By: Drew Schroeder

Four years ago, I started buying Bitcoin and had absolutely no clue what I was doing. I simply saw the price “going to the moon” and decided maybe I should try and get some. I had no knowledge of the fundamentals of Bitcoin or why I was investing. Like many others, I was swept up in the mania.  However, as someone who has always had a passive interest in investing, it gave me an excuse to do my own research and by doing so I gave myself a crash course in economics, monetary policy, and why Bitcoin will continue to be a part of my investment portfolio.  I think it’s always important to consider alternative opinions and not get stuck in groupthink.  People were spending money on this, and I wanted to know why!

To be clear, this is not investment advice, simply the perspective of a “normal guy” who went down the Bitcoin rabbit hole in 2017. 

When first considering the idea of Bitcoin, it’s easy to brush it off as magic internet money that will never catch on. Why does something like this have value? Anything that challenges the status quo can be hard to grasp. The reality is that societal transforming ideas are always seen as crazy… until they’re not. Then we can’t imagine what our day-to-day lives would look like without them! Take for example this anti-electricity cartoon from the early 1900s and quote from Nobel Prize-winning economist Paul Krugman as it relates to the internet back in 1998:


After I allowed myself to be open to the idea of Bitcoin, one of the next steps was to determine why it could be important to me and worthy of investing my hard-earned money toward it. Is it simply speculative, or are there underlying fundamentals that make it worthy of holding long term? After many hours of reading and podcasts, the simple conclusion that I came to is that it’s an incredible store of value, while also having once in a lifetime asymmetric upside. Pretty good combination!

In more recent history, it has also been called a hedge against inflation, which is correlated with the store of value statement. We can see from the image below that since the creation of the Federal Reserve, the purchasing power of the US Dollar has decreased dramatically. 

The ability of a centralized entity (Federal Reserve) to create new money when it’s deemed necessary causes a devaluation of the currency, while also having an inflationary effect on the prices of many goods, creating less purchasing power. In essence, our money is worth less, and things continually get more expensive. A troubling double whammy!

The incentive to save money in traditional savings accounts is less than ideal when looking through this lens. The minuscule yield rates along with the devaluation simply can’t keep up with the rate of inflation, which can make your savings feel like a melting ice cube. While the number in the account may not change, what it is able to buy you in the real world changes. 

Where Bitcoin differs is that there is no central entity that can manipulate the supply. Unlike things like gold and paper currency, the supply is finite and pre-programmed (21 million). The market decides the value, nothing else.

While many point to Bitcoin’s volatility as a negative, which is very common in a nascent asset (only 12 years old), it has an average annual return rate of 200% since inception, and if you look at the year over year price chart, it has an “up and to the right” path of price discovery. A stark contrast to the “down and to the right” chart of the purchasing power of the US Dollar, which is why I’ll again refer to the store of value reference (protects purchasing power), and asymmetric upside (200% AAGR) thesis.

As more and more people adopt Bitcoin, network effects kick in and positively impact value.  There will only ever be 21 million Bitcoin on a planet that has almost 8 billion people, so the supply squeeze will only get tighter. This is also a good time to stress that you can purchase fractions of Bitcoin. Don’t fall victim to unit bias and think it’s a whole Bitcoin or nothing! It’s a common misconception, but it’s no different than purchasing fractional stock shares. Nobody is priced out.

##########

--- TASKS TO CARRY OUT ---
- A) In the Bitcoin essay, what average annual return rate does Bitcoin have since inception?
- B) Reproduce a passage of the Bitcoin essay word for word, beginning at "In more recent" and stopping after "has decreased dramatically.".

--- RAW DATA ---
##########

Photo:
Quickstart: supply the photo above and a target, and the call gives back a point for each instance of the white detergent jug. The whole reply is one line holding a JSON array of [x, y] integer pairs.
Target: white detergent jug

##########

--- THE RESPONSES ---
- A) 200%

- B)
In more recent history, it has also been called a hedge against inflation, which is correlated with the store of value statement. We can see from the image below that since the creation of the Federal Reserve, the purchasing power of the US Dollar has decreased dramatically.